EXERCISE INSTRUCTIONS
Extract each line of the items below that contains the word "woman".

DATA EXCERPTS
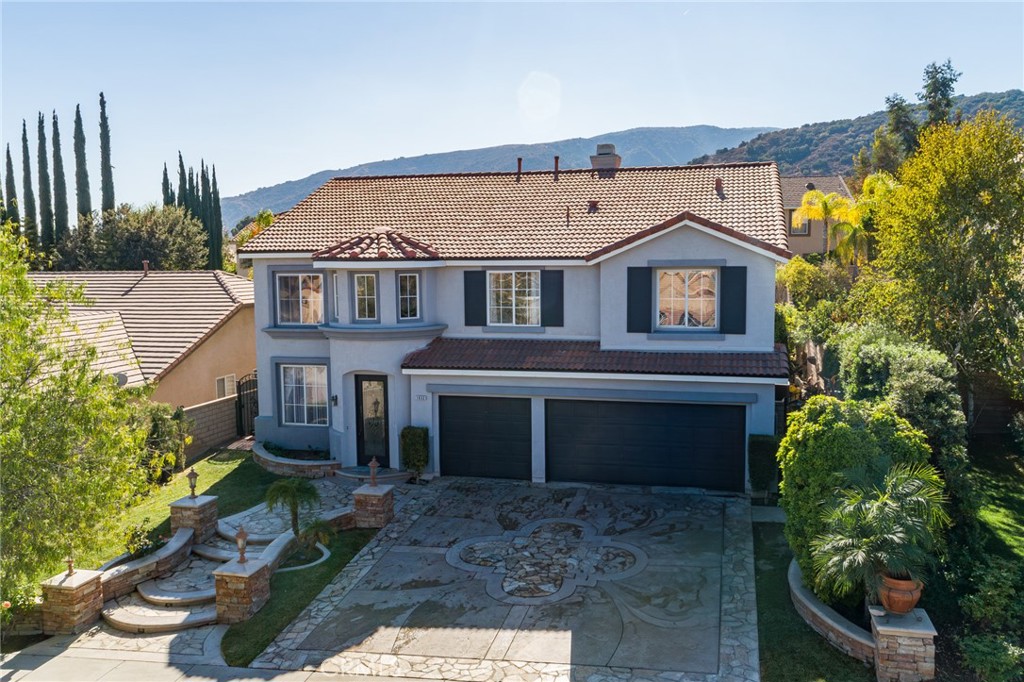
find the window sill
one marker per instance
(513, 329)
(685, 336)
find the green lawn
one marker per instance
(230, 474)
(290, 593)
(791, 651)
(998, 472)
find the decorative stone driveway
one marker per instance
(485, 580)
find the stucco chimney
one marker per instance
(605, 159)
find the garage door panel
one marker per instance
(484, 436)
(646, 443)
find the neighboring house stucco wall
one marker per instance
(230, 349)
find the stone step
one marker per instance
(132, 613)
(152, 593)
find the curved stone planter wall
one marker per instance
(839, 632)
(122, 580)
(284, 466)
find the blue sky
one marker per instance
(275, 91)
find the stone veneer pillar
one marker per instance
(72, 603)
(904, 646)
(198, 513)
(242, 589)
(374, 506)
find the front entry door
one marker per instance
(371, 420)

...

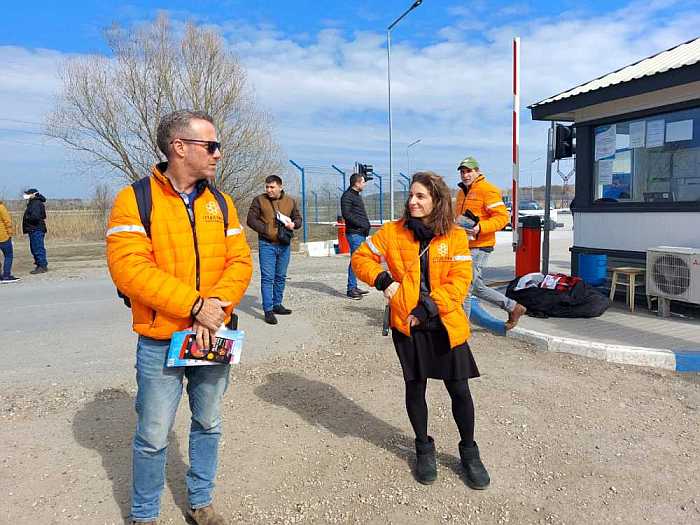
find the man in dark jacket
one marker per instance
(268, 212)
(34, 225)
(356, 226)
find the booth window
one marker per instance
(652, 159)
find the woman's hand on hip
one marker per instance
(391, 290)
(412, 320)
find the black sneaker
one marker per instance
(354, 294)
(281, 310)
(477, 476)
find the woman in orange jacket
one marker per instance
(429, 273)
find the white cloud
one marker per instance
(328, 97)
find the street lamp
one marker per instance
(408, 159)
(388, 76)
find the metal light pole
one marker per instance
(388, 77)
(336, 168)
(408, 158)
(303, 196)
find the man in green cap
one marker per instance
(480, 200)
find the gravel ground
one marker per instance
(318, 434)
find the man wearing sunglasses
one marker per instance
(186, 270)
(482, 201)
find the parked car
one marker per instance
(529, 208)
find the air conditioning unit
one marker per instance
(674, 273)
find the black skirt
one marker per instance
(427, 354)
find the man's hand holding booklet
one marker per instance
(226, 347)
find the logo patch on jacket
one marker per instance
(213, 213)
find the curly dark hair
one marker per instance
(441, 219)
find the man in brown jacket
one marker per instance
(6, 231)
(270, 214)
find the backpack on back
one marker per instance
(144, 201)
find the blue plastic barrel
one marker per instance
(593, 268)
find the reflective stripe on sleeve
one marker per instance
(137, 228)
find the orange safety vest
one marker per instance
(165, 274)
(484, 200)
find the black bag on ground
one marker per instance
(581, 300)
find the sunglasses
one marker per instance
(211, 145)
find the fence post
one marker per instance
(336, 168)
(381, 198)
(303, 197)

ANSWER TO THIS EXERCISE
find the woman's hand on hip
find the woman in orange jacket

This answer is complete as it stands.